- Complete the following:
**a.** Rewrite the passage of the Xbox 360 audio thread from "I'm still getting" up to and including "handles audio in).", replacing "BluRay" with "Blu-ray player".
**b.** Answer these questions from the Xbox 360 audio thread:
(i) How many HDMI inputs does the receiver in the Sony HT-SS370 HTIB have?
(ii) According to Xbox support, what should the Xbox360 be connected to directly?
(iii) When does the slight audio drop usually occur?

**** Excerpt to read

# Optimal Connection from Xbox360 to Receiver



## JerseyJoeIII (Apr 13, 2011)

Hi all,

Ignited a debate here at work over this question, so I figured I'd come to the pros.

I am currently running an Xbox360 (couple years old but is HDMI-ready) and Sony HT-SS370 HTIB (receiver has three HDMI inputs, one HDMI output, and a slew of other connectors).

My current setup is Xbox360 to receiver via HDMI, then HDMI from receiver to TV. Everything seems to work well. However, I read that Sony receivers may have a hard time handling audio from the Xbox360. Further, i feel like i MAY be hearing audio drop on certain moments of games.

Xbox support recommends connecting the Xbox360 directly to the TV, and then a digital optical cable from the Xbox360 to the receiver.

so my question(s): Is my current setup (paragraph three) the optimal one (using only HDMIs)? Or would xbox support's config sound better? How do you have your HTIB configured with your Xbox360? 

Just looking for some feedback...thanks!


----------



## Anthony (Oct 5, 2006)

Since the Xbox is not capable of outputting the high-bandwidth audio stuff (Dolby TrueHD, etc), then you won't hear any difference running it through the TV first and will not be missing out. 

The only downside is the extra cable, and the optical cables are not that expensive or thick, so it won't be too intrusive.

Good luck.


----------



## JerseyJoeIII (Apr 13, 2011)

Thanks Anthony!

The Xbox is capable of outputting 5.1 via HDMI, so given that information, my setup is probably optimal, correct?


----------



## Anthony (Oct 5, 2006)

Yes, but 5.1 is doable through the optical too. So if you are getting dropouts running hdmi through the Sony, at least you can see if the optical cable fixes it.

Welcome to HTS!


----------



## JerseyJoeIII (Apr 13, 2011)

Thanks!

I'm still getting some audio drop from the xbox360...whether I'm HDMI'ed in or digital optical in. its slight, and usually occurs when the screen changes.

I've troubleshot this for a week and still to not avail. The fact that my BluRay plays perfect audio tells me its not a limitation or fault in my HTIB system. Any ideas?


----------



## Anthony (Oct 5, 2006)

From what you've said, it looks like you've locked it down to the Xbox. Double check your audio out settings on the Xbox and the settings on the HTIB (like how it handles audio in). 

Worst case, call MS and tell them you tried direct connect and still get dropouts and see what they say.


----------



## Infrasonic (Sep 28, 2010)

If you happen to have a friend/co-worker with an XBox who would be willing to bring it over you could test it with theirs and see if the problem persists.


----------

********
**** Record extracts

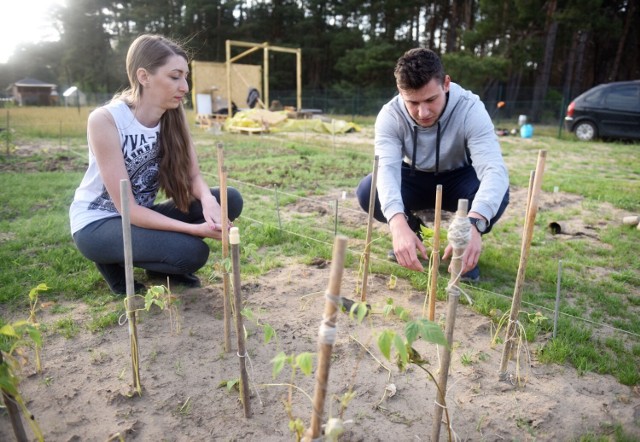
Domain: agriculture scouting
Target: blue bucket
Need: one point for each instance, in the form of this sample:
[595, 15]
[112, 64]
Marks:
[526, 131]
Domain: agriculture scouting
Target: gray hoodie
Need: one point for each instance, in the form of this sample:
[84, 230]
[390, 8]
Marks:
[467, 136]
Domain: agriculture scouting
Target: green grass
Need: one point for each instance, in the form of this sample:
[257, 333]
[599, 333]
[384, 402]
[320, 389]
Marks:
[291, 187]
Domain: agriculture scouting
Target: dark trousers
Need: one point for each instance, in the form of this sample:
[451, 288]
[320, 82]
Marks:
[155, 250]
[418, 191]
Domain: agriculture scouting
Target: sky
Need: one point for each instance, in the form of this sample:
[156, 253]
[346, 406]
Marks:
[25, 21]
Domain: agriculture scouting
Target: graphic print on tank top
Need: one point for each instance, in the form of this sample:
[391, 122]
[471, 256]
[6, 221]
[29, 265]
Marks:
[141, 158]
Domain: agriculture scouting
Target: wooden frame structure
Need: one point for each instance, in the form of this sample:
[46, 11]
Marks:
[253, 47]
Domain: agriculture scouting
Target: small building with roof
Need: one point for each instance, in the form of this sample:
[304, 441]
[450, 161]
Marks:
[33, 92]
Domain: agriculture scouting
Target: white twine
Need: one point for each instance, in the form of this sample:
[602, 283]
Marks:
[250, 374]
[328, 332]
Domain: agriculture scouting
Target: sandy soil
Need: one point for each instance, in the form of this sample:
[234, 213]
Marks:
[84, 391]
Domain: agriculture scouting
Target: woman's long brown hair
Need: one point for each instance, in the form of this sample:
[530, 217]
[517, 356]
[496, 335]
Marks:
[150, 52]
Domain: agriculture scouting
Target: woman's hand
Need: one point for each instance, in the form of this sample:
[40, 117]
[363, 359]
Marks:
[211, 212]
[204, 230]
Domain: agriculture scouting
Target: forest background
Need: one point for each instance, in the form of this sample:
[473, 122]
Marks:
[534, 55]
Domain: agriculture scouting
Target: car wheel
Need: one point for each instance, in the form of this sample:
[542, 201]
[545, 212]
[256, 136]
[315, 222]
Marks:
[585, 131]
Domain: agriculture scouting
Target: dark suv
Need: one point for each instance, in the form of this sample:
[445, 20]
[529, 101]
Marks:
[610, 110]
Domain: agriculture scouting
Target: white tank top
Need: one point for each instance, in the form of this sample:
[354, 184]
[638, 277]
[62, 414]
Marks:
[140, 150]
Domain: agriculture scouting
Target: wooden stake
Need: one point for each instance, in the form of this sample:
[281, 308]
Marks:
[128, 271]
[326, 336]
[14, 413]
[234, 239]
[453, 293]
[367, 247]
[435, 255]
[527, 235]
[224, 211]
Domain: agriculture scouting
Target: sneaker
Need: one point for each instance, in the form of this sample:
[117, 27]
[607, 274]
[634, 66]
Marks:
[185, 279]
[472, 276]
[121, 288]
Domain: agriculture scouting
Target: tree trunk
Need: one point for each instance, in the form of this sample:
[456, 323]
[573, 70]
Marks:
[577, 88]
[542, 82]
[631, 9]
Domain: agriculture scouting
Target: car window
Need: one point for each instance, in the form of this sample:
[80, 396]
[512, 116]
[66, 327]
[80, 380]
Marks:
[626, 98]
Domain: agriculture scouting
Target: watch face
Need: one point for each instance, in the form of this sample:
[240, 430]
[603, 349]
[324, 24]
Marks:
[481, 225]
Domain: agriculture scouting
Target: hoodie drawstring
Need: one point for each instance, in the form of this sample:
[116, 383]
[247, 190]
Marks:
[415, 148]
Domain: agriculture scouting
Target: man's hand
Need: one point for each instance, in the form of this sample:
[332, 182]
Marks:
[471, 254]
[405, 243]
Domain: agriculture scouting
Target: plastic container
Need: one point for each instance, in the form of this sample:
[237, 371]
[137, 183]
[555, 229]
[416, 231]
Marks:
[526, 131]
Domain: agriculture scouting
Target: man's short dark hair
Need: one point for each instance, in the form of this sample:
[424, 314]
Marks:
[418, 67]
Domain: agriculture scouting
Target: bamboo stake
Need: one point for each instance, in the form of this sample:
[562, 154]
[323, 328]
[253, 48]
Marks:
[14, 413]
[222, 173]
[234, 239]
[326, 336]
[128, 271]
[459, 234]
[435, 255]
[367, 247]
[527, 235]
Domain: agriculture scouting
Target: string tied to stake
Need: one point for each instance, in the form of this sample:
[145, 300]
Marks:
[328, 332]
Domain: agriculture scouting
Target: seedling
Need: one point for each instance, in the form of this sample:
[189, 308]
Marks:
[33, 304]
[162, 297]
[16, 336]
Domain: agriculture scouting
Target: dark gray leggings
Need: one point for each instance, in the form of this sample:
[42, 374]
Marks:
[156, 250]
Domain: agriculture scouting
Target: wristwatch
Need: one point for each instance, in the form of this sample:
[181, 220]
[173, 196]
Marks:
[480, 224]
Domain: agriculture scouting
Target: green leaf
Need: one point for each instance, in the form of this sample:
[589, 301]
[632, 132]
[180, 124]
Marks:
[269, 333]
[362, 311]
[8, 330]
[401, 348]
[411, 331]
[231, 383]
[304, 361]
[278, 363]
[35, 335]
[384, 343]
[33, 293]
[248, 313]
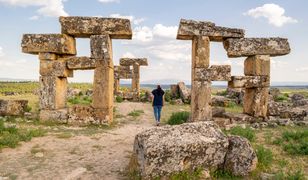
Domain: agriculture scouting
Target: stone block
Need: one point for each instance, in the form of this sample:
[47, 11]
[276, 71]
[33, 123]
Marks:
[258, 65]
[60, 115]
[249, 82]
[133, 61]
[13, 107]
[53, 92]
[200, 52]
[56, 68]
[80, 63]
[214, 73]
[48, 43]
[242, 47]
[85, 27]
[201, 101]
[162, 151]
[256, 102]
[190, 28]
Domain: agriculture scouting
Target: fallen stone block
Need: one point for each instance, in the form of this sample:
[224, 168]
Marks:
[133, 61]
[214, 73]
[243, 47]
[56, 68]
[190, 28]
[258, 65]
[241, 159]
[249, 82]
[165, 150]
[48, 43]
[85, 27]
[80, 63]
[13, 107]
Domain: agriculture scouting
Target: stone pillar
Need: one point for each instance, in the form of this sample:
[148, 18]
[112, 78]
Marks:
[256, 99]
[101, 51]
[201, 89]
[136, 82]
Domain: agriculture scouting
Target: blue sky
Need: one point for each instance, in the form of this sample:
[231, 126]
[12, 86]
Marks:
[155, 24]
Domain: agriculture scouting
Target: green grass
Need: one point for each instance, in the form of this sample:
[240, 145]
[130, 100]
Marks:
[136, 113]
[11, 136]
[248, 133]
[178, 118]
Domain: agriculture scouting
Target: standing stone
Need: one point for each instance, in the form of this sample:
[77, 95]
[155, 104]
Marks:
[53, 92]
[101, 51]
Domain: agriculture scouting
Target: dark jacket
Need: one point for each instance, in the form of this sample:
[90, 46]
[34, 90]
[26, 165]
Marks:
[158, 97]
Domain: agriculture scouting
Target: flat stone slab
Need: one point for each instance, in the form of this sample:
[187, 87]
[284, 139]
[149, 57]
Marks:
[190, 28]
[84, 27]
[48, 43]
[133, 61]
[243, 47]
[249, 81]
[214, 73]
[80, 63]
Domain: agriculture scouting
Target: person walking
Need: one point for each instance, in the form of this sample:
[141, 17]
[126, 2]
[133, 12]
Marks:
[158, 103]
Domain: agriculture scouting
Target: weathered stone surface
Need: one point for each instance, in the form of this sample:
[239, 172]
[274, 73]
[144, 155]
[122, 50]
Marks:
[201, 101]
[249, 82]
[200, 52]
[59, 115]
[53, 92]
[236, 47]
[256, 102]
[190, 28]
[48, 43]
[214, 73]
[133, 61]
[56, 68]
[80, 63]
[185, 92]
[258, 65]
[241, 158]
[169, 149]
[13, 107]
[116, 28]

********

- Answers to the tasks:
**a.**
I'm still getting some audio drop from the xbox360...whether I'm HDMI'ed in or digital optical in. its slight, and usually occurs when the screen changes.

I've troubleshot this for a week and still to not avail. The fact that my Blu-ray player plays perfect audio tells me its not a limitation or fault in my HTIB system. Any ideas?


----------



## Anthony (Oct 5, 2006)

From what you've said, it looks like you've locked it down to the Xbox. Double check your audio out settings on the Xbox and the settings on the HTIB (like how it handles audio in).

**b.**
(i) Three.
(ii) The TV.
(iii) When the screen changes.